WHAT YOU WILL DO =>
Find each line in the rows below that contains the string "baseboard" and copy it out whole. Only exact-case matches count.

EXTRACTED DATA =>

--

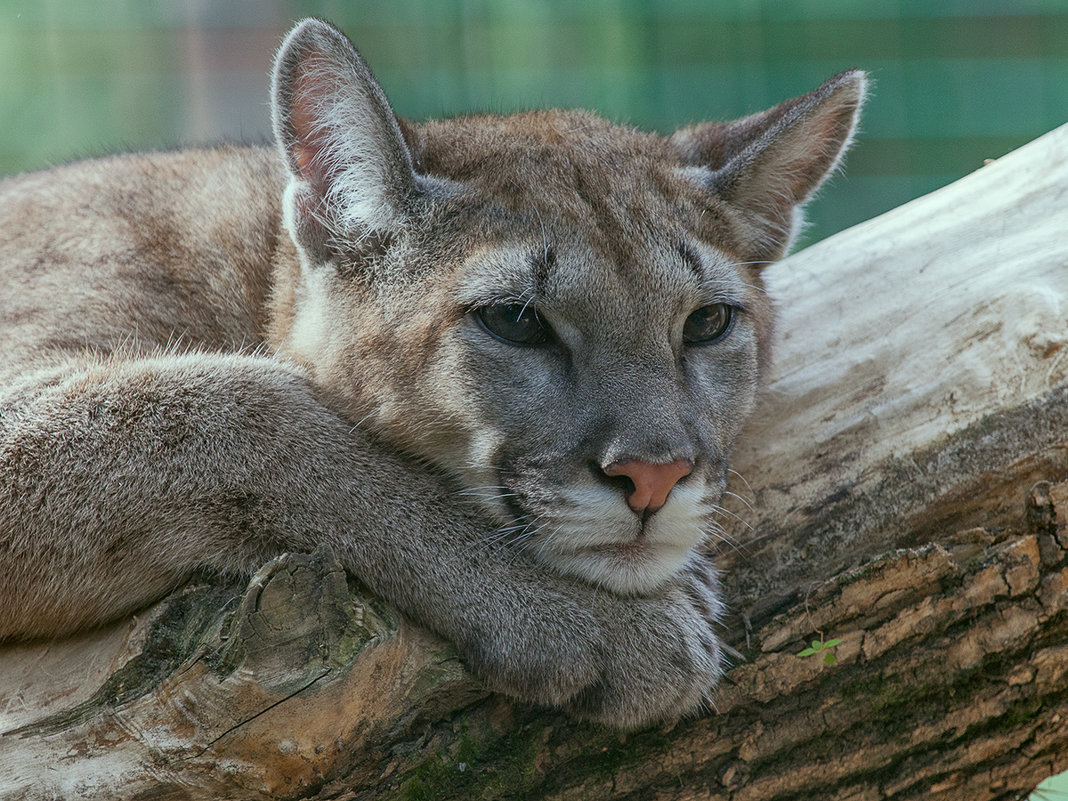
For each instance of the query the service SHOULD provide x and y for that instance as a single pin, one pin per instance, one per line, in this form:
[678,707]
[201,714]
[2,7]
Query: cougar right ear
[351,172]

--

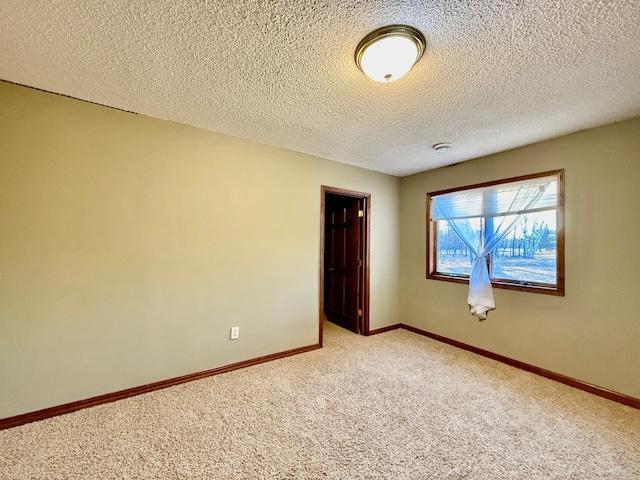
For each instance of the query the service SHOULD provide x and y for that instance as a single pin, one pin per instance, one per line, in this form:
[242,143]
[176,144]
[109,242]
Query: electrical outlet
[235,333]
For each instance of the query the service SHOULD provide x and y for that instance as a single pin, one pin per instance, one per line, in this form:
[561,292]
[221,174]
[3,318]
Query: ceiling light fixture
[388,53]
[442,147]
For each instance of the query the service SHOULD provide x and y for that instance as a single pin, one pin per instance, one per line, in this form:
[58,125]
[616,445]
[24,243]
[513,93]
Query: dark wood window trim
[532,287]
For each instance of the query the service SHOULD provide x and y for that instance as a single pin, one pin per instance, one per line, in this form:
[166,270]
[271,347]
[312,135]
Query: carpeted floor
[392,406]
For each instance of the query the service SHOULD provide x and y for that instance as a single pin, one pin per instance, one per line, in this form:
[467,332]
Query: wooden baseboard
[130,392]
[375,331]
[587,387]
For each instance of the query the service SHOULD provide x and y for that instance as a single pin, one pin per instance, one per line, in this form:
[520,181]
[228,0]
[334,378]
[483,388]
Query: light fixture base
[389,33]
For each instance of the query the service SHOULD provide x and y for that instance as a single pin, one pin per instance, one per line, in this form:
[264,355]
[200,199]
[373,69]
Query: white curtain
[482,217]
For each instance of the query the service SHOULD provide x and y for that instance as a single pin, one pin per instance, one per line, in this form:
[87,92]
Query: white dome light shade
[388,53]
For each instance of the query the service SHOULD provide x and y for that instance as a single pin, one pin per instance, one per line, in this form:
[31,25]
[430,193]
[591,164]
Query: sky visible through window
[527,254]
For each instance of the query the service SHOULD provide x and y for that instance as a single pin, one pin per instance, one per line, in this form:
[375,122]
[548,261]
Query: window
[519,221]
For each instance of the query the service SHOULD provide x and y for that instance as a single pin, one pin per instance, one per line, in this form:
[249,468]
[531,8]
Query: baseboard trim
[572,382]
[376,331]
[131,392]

--

RESULT OF THIS EXERCISE =>
Query: wooden baseboard
Query: baseboard trim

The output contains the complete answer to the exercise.